### Cel
Wyodrębnij słowo w słowo z poniższego tekstu o pisaniu małymi literami w internecie wszystko od „Tak między nami” aż po „o tym prace.”.

### Fragment dokumentu
______________________________
Tak między nami jedynie, to nie jestem pewien, czy zwróciłbym uwagę na próbę zwrócenia na siebie uwagi za pomocą małych liter. Te małe litery to jakaś poza. Możliwe, że bierze się to z próby oszczędności jakże ważnych milisekund... w każdym razie nie wzięło się to znikąd. Ale dlaczego odrzucać system, który się sprawdza od na oko 2500 lat? Nagle my, internauci jesteśmy mądrzejsi od wszystkich? Przez te 30 lat działania internetu i z 25 komórek ( nie mówię o tej pierwszej Motoroli 1973 i rozmowie Martina Coopera) trzeba kontaminować, co się da? Wywalać wszystko przez okno? Zjawisk tego typu jest wiele i co za tym stoi? Może, lenistwo zwykłe, intelektualne... przykrywanie niewiedzy... nie wiem, nie badałem tego. Z pewnością są językoznawcy piszący o tym prace.
To nowy świat, czy to jest Nowy Wspaniały Świat czy nie... zobaczymy. Na razie wiele wskazuje na to, że Huxley mógł mieć rację.
______________________________
### Fragment danych
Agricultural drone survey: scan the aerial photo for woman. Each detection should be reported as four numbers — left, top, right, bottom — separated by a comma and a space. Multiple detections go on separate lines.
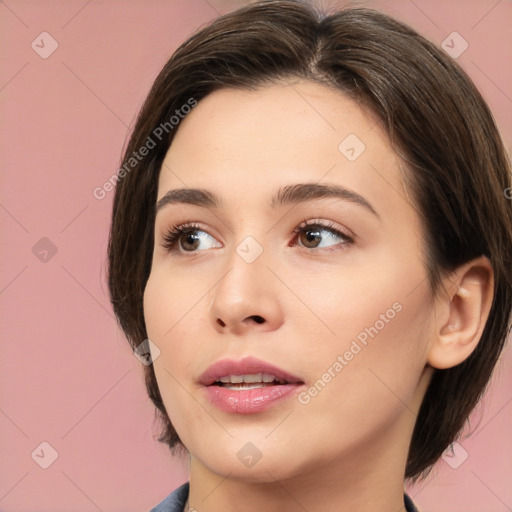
______________________________
### Wynik
Tak między nami jedynie, to nie jestem pewien, czy zwróciłbym uwagę na próbę zwrócenia na siebie uwagi za pomocą małych liter. Te małe litery to jakaś poza. Możliwe, że bierze się to z próby oszczędności jakże ważnych milisekund... w każdym razie nie wzięło się to znikąd. Ale dlaczego odrzucać system, który się sprawdza od na oko 2500 lat? Nagle my, internauci jesteśmy mądrzejsi od wszystkich? Przez te 30 lat działania internetu i z 25 komórek ( nie mówię o tej pierwszej Motoroli 1973 i rozmowie Martina Coopera) trzeba kontaminować, co się da? Wywalać wszystko przez okno? Zjawisk tego typu jest wiele i co za tym stoi? Może, lenistwo zwykłe, intelektualne... przykrywanie niewiedzy... nie wiem, nie badałem tego. Z pewnością są językoznawcy piszący o tym prace.